Sunday, February 24, 2013

Oublier ou ne pas oublier?



Dr. Pamela Chrabieh (Lebanon, February 2013)

En janvier 2005, le département d’art, de sciences et de communication de la Lebanese American University (LAU), ainsi que la Major Theater Production présentèrent « Amnesia 2025 », une création collective mise en scène par Nagy Souraty, inspirée de textes d’Etel Adnan, Philippe Ducros et Mohammed Kacimi. Cette représentation théatrale mettait ensemble la mémoire, le passé, le présent, le futur, le temps, la mort, la survie, le feu. Les étudiants racontent avoir « tenté une projection dans le futur, en l’an 2025, pensant pouvoir ainsi comprendre ou justifier le présent »:
« En fait, [affirment-ils], nous nous sommes projetés dans un passé que nous tentions d’oublier. Nous nous sommes retrouvés face à un futur hanté par le passé. Nous avons alors essayé de brûler notre mémoire, alors que c’est elle qui nous brûlait. Nous n’avons fait que déstructurer notre travail tout au long de son avancement. Textes, mais aussi personnages et idées se déconstruisaient, ainsi que nous et notre mémoire, qu’elle soit collective ou individuelle ».

■ **Données fournies**:
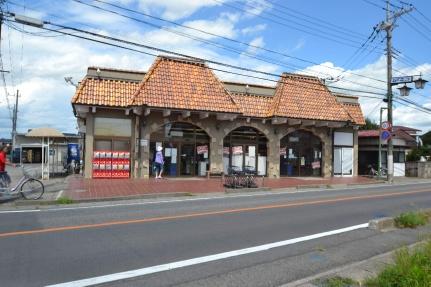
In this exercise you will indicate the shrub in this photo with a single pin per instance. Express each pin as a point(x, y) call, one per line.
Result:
point(411, 219)
point(336, 281)
point(64, 200)
point(410, 269)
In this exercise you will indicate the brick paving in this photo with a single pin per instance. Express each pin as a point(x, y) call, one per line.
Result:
point(79, 188)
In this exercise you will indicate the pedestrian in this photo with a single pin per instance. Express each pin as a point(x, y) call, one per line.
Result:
point(159, 161)
point(4, 177)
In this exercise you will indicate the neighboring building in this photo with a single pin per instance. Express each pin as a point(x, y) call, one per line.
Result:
point(403, 139)
point(292, 129)
point(28, 150)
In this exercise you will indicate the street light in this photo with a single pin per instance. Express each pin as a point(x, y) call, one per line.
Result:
point(420, 83)
point(404, 90)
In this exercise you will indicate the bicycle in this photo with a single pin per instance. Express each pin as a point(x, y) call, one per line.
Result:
point(26, 187)
point(376, 173)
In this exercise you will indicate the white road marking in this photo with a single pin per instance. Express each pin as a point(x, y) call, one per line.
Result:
point(255, 194)
point(199, 260)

■ **Exercice proposé**: Rédigez la suite du texte sur la pièce « Amnesia 2025 », en reprenant juste après sa dernière phrase.

■ **Résultat obtenu**:
Dans cette pièce, ni réponses ni solutions n’émergent. « Amnesia 2025 » ne fait que refléter des questions incessamment posées: sommes-nous condamnés à oublier? Est-il plus sécurisant d’oublier? Qui est responsable de la sauvegarde de la mémoire? Qui est derrière notre oubli et pourquoi? Quelles sont les conséquences de l’oubli et de l’amnésie? Le futur appartient-il aux personnes qui se souviennent ou à celles qui oublient? Les auteurs qui ont inspiré ce travail collectif ont écrit:
« La folie devient parfois la norme et la mémoire est projetée dans le futur. La mémoire qui ne sert à rien… Rien pour passer le passé, rien pour dire je me souviens. Tout pour recommencer… Et la mémoire est une quarantaine rasée, un dépotoir à ciel ouvert ».

Oublier ou ne pas oublier ?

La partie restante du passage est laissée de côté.